### AIM OF THE EXERCISE
Extract every line of the rows below that contains the word "building".

-*-*-

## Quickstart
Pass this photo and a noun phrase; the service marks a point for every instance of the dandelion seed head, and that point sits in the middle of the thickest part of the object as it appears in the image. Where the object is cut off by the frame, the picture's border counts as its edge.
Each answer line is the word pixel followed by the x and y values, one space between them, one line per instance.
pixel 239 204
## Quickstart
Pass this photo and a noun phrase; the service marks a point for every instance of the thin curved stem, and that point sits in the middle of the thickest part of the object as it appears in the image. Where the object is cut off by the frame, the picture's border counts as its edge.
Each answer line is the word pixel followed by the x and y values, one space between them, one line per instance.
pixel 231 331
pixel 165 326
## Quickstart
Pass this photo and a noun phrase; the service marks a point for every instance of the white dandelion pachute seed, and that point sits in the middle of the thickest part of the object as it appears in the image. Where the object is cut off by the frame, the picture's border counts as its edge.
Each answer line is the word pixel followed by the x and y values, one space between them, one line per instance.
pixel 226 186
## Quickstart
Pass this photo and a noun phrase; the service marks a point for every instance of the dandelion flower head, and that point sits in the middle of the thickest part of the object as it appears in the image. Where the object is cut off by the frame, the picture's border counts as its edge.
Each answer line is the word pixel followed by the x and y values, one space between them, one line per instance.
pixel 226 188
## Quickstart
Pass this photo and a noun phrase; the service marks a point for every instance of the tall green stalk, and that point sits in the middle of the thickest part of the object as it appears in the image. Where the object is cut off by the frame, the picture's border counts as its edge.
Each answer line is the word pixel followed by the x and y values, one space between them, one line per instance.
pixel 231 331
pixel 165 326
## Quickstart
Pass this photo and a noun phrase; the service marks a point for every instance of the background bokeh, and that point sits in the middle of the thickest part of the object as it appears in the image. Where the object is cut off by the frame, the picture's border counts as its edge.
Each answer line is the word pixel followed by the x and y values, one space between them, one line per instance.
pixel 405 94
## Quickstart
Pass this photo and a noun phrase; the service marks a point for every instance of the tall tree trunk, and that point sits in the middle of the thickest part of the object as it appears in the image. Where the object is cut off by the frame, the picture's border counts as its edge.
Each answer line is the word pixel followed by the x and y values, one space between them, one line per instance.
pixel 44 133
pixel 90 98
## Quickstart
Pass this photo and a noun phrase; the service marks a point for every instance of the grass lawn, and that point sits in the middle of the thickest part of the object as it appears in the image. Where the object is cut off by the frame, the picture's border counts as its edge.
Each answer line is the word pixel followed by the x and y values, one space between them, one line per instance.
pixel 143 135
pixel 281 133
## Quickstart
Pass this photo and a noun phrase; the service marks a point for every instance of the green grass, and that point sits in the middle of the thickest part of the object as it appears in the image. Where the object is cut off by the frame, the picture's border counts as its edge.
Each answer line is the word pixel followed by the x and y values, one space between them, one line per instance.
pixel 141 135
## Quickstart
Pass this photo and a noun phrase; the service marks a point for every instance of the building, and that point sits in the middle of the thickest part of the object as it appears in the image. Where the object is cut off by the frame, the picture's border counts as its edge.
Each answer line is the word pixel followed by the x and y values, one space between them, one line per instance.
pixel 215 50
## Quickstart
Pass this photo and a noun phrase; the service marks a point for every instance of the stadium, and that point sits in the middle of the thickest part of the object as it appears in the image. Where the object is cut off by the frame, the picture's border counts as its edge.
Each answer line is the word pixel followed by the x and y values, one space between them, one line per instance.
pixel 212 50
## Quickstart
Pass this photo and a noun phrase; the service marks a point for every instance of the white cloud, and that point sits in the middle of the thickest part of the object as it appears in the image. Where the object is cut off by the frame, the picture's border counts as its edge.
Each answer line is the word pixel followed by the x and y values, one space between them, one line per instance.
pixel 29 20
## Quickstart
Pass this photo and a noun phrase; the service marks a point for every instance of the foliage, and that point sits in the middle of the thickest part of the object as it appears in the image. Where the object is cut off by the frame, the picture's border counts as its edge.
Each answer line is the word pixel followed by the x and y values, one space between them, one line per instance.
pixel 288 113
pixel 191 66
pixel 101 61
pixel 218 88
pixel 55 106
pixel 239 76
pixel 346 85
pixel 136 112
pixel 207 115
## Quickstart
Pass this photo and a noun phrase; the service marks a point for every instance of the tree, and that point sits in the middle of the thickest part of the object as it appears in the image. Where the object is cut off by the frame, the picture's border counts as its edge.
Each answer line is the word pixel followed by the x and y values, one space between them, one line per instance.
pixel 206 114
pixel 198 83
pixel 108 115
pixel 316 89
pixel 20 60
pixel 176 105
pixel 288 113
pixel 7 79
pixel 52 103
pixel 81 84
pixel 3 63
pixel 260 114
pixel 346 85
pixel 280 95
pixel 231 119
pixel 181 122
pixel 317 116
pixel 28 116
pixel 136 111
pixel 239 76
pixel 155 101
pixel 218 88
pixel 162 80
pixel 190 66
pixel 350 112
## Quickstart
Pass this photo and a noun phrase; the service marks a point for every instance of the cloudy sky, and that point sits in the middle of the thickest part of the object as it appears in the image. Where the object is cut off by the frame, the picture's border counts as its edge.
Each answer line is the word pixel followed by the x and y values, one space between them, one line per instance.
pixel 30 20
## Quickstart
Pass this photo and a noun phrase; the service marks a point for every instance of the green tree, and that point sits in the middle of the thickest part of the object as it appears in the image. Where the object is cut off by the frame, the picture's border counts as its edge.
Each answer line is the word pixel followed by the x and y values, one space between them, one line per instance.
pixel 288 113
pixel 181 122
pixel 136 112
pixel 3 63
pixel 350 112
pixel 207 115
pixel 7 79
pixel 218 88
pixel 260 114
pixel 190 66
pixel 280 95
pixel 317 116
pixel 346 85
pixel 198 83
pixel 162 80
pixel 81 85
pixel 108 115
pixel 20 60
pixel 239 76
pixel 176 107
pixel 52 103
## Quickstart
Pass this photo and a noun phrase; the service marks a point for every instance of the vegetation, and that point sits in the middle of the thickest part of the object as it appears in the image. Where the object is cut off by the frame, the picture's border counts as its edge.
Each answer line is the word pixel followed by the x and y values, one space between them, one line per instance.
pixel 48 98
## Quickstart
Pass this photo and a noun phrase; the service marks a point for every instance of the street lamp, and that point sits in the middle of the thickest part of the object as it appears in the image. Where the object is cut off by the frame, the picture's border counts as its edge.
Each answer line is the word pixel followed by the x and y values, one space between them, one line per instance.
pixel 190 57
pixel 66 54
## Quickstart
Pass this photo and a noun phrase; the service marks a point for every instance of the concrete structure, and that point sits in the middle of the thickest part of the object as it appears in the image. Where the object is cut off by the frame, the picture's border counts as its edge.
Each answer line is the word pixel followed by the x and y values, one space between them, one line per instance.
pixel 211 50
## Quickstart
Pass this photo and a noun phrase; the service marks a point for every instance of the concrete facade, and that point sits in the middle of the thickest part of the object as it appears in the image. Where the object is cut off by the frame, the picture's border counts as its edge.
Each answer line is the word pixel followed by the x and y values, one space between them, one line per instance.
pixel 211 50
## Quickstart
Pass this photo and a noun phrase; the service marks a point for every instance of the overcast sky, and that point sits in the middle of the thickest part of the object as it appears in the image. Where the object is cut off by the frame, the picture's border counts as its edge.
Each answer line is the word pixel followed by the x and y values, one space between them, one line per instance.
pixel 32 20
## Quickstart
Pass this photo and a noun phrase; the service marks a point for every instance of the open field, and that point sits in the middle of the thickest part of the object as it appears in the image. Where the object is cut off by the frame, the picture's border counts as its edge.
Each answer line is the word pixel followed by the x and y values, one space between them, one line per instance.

-*-*-

### CORRECT RESPONSE
Pass this photo and a noun phrase; the service marks a point for every instance of the building, and that point sits in the middle of the thickest part of the object as it appears in the image. Where the object is cut off by the frame, the picture's border counts as its edge.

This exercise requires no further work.